WHAT TO WORK ON => Please retype the data that follows, starting at the line containing "In the UI screenshot above, locate the glass" and stopping after the last line.

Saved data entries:
┌──
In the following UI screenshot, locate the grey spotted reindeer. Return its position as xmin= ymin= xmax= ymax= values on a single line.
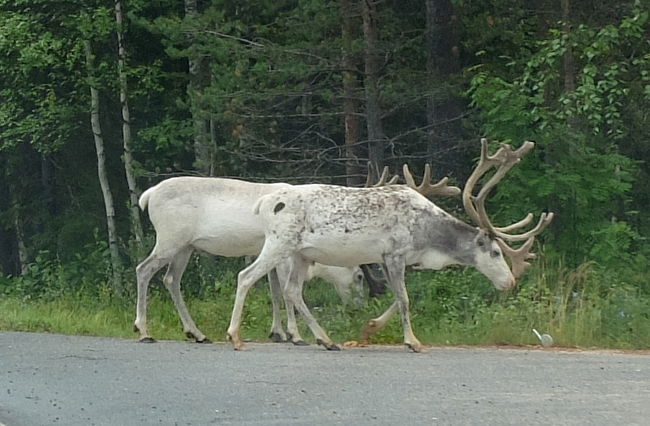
xmin=227 ymin=139 xmax=554 ymax=352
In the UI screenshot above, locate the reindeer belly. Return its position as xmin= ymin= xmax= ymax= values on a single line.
xmin=300 ymin=233 xmax=387 ymax=266
xmin=192 ymin=223 xmax=265 ymax=257
xmin=192 ymin=235 xmax=264 ymax=257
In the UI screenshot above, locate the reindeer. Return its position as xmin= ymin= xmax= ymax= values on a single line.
xmin=226 ymin=140 xmax=554 ymax=352
xmin=134 ymin=177 xmax=369 ymax=344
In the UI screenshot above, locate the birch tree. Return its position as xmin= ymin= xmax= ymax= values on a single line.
xmin=84 ymin=37 xmax=123 ymax=291
xmin=10 ymin=191 xmax=29 ymax=275
xmin=114 ymin=0 xmax=144 ymax=249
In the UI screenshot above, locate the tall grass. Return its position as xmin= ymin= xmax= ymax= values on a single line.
xmin=1 ymin=257 xmax=648 ymax=349
xmin=301 ymin=259 xmax=650 ymax=349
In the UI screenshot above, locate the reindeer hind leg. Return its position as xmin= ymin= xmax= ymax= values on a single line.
xmin=163 ymin=248 xmax=210 ymax=343
xmin=135 ymin=249 xmax=172 ymax=343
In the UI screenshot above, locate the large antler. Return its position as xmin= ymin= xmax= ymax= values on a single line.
xmin=463 ymin=138 xmax=554 ymax=277
xmin=402 ymin=164 xmax=461 ymax=197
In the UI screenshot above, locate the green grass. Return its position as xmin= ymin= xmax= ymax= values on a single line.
xmin=0 ymin=285 xmax=278 ymax=342
xmin=0 ymin=297 xmax=134 ymax=338
xmin=1 ymin=261 xmax=649 ymax=349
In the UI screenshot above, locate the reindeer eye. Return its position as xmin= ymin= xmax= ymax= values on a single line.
xmin=491 ymin=250 xmax=501 ymax=258
xmin=477 ymin=240 xmax=485 ymax=247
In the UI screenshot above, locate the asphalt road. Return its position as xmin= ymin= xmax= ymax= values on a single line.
xmin=1 ymin=331 xmax=648 ymax=426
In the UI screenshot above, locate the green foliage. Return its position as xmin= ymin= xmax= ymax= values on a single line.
xmin=0 ymin=8 xmax=81 ymax=154
xmin=467 ymin=3 xmax=650 ymax=272
xmin=0 ymin=239 xmax=112 ymax=301
xmin=2 ymin=261 xmax=649 ymax=349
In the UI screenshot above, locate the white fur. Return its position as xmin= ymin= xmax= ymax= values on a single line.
xmin=227 ymin=184 xmax=515 ymax=352
xmin=134 ymin=177 xmax=363 ymax=343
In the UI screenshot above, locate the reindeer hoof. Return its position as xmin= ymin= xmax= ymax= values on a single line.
xmin=138 ymin=337 xmax=156 ymax=343
xmin=405 ymin=342 xmax=426 ymax=353
xmin=361 ymin=320 xmax=381 ymax=340
xmin=185 ymin=331 xmax=210 ymax=343
xmin=185 ymin=331 xmax=209 ymax=343
xmin=317 ymin=339 xmax=341 ymax=351
xmin=227 ymin=333 xmax=245 ymax=351
xmin=268 ymin=332 xmax=287 ymax=343
xmin=286 ymin=333 xmax=308 ymax=345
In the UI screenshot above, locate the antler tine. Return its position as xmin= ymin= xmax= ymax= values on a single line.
xmin=494 ymin=213 xmax=534 ymax=233
xmin=364 ymin=164 xmax=399 ymax=188
xmin=496 ymin=212 xmax=555 ymax=242
xmin=475 ymin=198 xmax=554 ymax=242
xmin=402 ymin=164 xmax=418 ymax=188
xmin=462 ymin=139 xmax=500 ymax=227
xmin=378 ymin=166 xmax=399 ymax=186
xmin=402 ymin=164 xmax=461 ymax=198
xmin=496 ymin=237 xmax=537 ymax=279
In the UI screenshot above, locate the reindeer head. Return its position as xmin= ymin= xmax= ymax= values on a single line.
xmin=462 ymin=139 xmax=554 ymax=289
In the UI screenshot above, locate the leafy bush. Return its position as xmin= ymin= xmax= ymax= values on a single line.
xmin=0 ymin=239 xmax=112 ymax=301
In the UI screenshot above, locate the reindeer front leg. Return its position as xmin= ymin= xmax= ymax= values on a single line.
xmin=228 ymin=239 xmax=289 ymax=350
xmin=228 ymin=258 xmax=275 ymax=350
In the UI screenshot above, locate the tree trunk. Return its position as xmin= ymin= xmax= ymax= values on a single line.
xmin=10 ymin=191 xmax=29 ymax=276
xmin=425 ymin=0 xmax=462 ymax=179
xmin=41 ymin=154 xmax=55 ymax=216
xmin=185 ymin=0 xmax=214 ymax=176
xmin=115 ymin=0 xmax=144 ymax=251
xmin=0 ymin=226 xmax=10 ymax=276
xmin=561 ymin=0 xmax=576 ymax=93
xmin=425 ymin=0 xmax=439 ymax=172
xmin=340 ymin=0 xmax=363 ymax=186
xmin=361 ymin=0 xmax=386 ymax=182
xmin=210 ymin=117 xmax=219 ymax=174
xmin=84 ymin=39 xmax=123 ymax=291
xmin=14 ymin=214 xmax=28 ymax=275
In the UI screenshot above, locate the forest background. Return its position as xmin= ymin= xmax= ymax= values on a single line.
xmin=1 ymin=0 xmax=649 ymax=348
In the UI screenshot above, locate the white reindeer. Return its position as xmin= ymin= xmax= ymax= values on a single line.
xmin=227 ymin=140 xmax=554 ymax=352
xmin=134 ymin=176 xmax=367 ymax=344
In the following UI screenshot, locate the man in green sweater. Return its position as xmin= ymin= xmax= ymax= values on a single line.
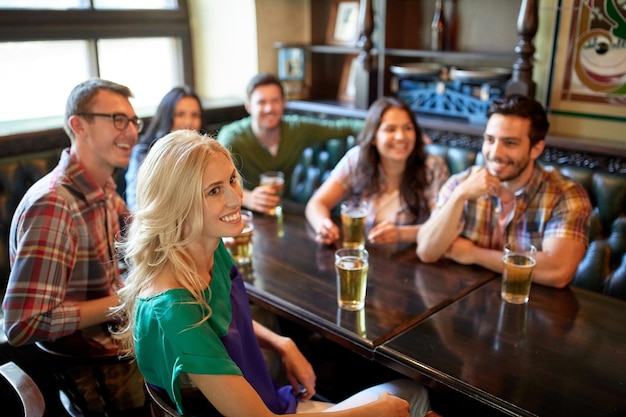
xmin=217 ymin=73 xmax=363 ymax=214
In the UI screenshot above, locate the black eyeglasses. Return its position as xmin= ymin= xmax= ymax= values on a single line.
xmin=76 ymin=113 xmax=144 ymax=133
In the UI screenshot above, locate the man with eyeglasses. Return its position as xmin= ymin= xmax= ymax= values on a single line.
xmin=2 ymin=78 xmax=147 ymax=415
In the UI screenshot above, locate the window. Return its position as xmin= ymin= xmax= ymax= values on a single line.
xmin=0 ymin=0 xmax=192 ymax=135
xmin=97 ymin=37 xmax=183 ymax=110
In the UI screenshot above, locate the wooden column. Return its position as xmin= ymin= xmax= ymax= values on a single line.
xmin=506 ymin=0 xmax=538 ymax=98
xmin=354 ymin=0 xmax=376 ymax=109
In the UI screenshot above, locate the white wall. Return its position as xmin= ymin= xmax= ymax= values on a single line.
xmin=187 ymin=0 xmax=310 ymax=102
xmin=255 ymin=0 xmax=310 ymax=74
xmin=187 ymin=0 xmax=258 ymax=101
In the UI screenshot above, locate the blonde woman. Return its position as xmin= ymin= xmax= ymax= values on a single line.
xmin=114 ymin=130 xmax=433 ymax=416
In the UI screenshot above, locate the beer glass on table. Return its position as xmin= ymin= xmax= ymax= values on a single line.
xmin=340 ymin=199 xmax=369 ymax=249
xmin=335 ymin=248 xmax=369 ymax=311
xmin=501 ymin=242 xmax=537 ymax=304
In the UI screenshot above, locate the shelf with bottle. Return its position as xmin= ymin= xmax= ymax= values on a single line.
xmin=377 ymin=0 xmax=521 ymax=96
xmin=430 ymin=0 xmax=445 ymax=51
xmin=278 ymin=0 xmax=533 ymax=110
xmin=382 ymin=0 xmax=521 ymax=55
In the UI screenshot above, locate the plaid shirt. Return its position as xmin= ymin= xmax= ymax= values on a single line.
xmin=3 ymin=149 xmax=129 ymax=346
xmin=434 ymin=164 xmax=591 ymax=251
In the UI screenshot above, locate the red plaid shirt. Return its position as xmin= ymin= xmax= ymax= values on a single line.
xmin=3 ymin=149 xmax=129 ymax=346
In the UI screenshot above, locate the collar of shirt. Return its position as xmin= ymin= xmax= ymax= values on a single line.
xmin=59 ymin=148 xmax=118 ymax=206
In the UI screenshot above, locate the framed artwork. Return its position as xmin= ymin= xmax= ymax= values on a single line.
xmin=326 ymin=0 xmax=360 ymax=46
xmin=548 ymin=0 xmax=626 ymax=121
xmin=277 ymin=46 xmax=305 ymax=81
xmin=338 ymin=55 xmax=359 ymax=102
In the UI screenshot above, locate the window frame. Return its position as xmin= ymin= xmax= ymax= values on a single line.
xmin=0 ymin=2 xmax=194 ymax=86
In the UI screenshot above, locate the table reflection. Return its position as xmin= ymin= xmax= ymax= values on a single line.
xmin=244 ymin=211 xmax=497 ymax=353
xmin=336 ymin=308 xmax=367 ymax=338
xmin=417 ymin=280 xmax=579 ymax=384
xmin=240 ymin=208 xmax=626 ymax=416
xmin=377 ymin=279 xmax=626 ymax=417
xmin=494 ymin=301 xmax=528 ymax=351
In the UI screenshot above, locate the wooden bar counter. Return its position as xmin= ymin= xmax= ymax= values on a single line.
xmin=242 ymin=209 xmax=626 ymax=415
xmin=243 ymin=210 xmax=496 ymax=357
xmin=375 ymin=278 xmax=626 ymax=416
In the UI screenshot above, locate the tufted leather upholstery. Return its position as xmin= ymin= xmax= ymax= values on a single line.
xmin=0 ymin=149 xmax=63 ymax=299
xmin=289 ymin=140 xmax=626 ymax=300
xmin=289 ymin=136 xmax=357 ymax=204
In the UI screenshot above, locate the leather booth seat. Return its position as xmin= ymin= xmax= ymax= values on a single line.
xmin=0 ymin=149 xmax=63 ymax=298
xmin=289 ymin=136 xmax=357 ymax=204
xmin=289 ymin=140 xmax=626 ymax=300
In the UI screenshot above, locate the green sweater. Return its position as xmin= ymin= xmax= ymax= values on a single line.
xmin=217 ymin=114 xmax=363 ymax=195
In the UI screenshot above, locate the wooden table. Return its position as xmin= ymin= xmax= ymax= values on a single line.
xmin=375 ymin=278 xmax=626 ymax=417
xmin=244 ymin=210 xmax=626 ymax=415
xmin=244 ymin=210 xmax=496 ymax=357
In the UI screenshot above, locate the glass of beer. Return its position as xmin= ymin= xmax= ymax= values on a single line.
xmin=259 ymin=171 xmax=285 ymax=216
xmin=335 ymin=248 xmax=369 ymax=311
xmin=230 ymin=210 xmax=254 ymax=265
xmin=340 ymin=199 xmax=369 ymax=249
xmin=501 ymin=242 xmax=537 ymax=304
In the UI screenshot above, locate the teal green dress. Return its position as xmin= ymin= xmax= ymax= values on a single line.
xmin=134 ymin=243 xmax=296 ymax=416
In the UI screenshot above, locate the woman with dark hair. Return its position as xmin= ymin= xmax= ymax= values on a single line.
xmin=125 ymin=86 xmax=203 ymax=210
xmin=306 ymin=96 xmax=449 ymax=246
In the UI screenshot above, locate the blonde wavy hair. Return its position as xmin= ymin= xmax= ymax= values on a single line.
xmin=113 ymin=129 xmax=234 ymax=358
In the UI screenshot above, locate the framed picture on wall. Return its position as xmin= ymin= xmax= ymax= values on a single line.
xmin=326 ymin=0 xmax=360 ymax=46
xmin=277 ymin=46 xmax=305 ymax=81
xmin=338 ymin=55 xmax=359 ymax=102
xmin=547 ymin=0 xmax=626 ymax=121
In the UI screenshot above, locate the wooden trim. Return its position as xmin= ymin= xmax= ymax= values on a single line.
└──
RESPONSE =>
In the UI screenshot above, locate the glass of beer. Return its position as xmin= ymin= xmax= ymax= values on a single line.
xmin=259 ymin=171 xmax=285 ymax=216
xmin=335 ymin=248 xmax=369 ymax=311
xmin=230 ymin=210 xmax=254 ymax=265
xmin=340 ymin=199 xmax=369 ymax=249
xmin=501 ymin=242 xmax=537 ymax=304
In the UI screenshot above, locate the teal green dress. Return its position as xmin= ymin= xmax= ymax= values on a single line.
xmin=134 ymin=243 xmax=296 ymax=416
In the UI screenshot above, locate the woman with dark hair. Return its position as xmin= ymin= xmax= ymax= values on a single line.
xmin=125 ymin=86 xmax=203 ymax=210
xmin=306 ymin=96 xmax=449 ymax=246
In the UI screenshot above, locate the blonde wavy hair. Return its position as xmin= ymin= xmax= ymax= values on a single line.
xmin=113 ymin=129 xmax=234 ymax=358
In the UI screenshot above, locate the framed picture on wall. Return its position as xmin= ymin= xmax= ymax= values on a single line.
xmin=326 ymin=0 xmax=360 ymax=46
xmin=277 ymin=46 xmax=305 ymax=81
xmin=338 ymin=55 xmax=359 ymax=102
xmin=547 ymin=0 xmax=626 ymax=121
In the UI screenshot above, locate the wooden trim. Return its position as xmin= ymin= xmax= ymax= values on a single line.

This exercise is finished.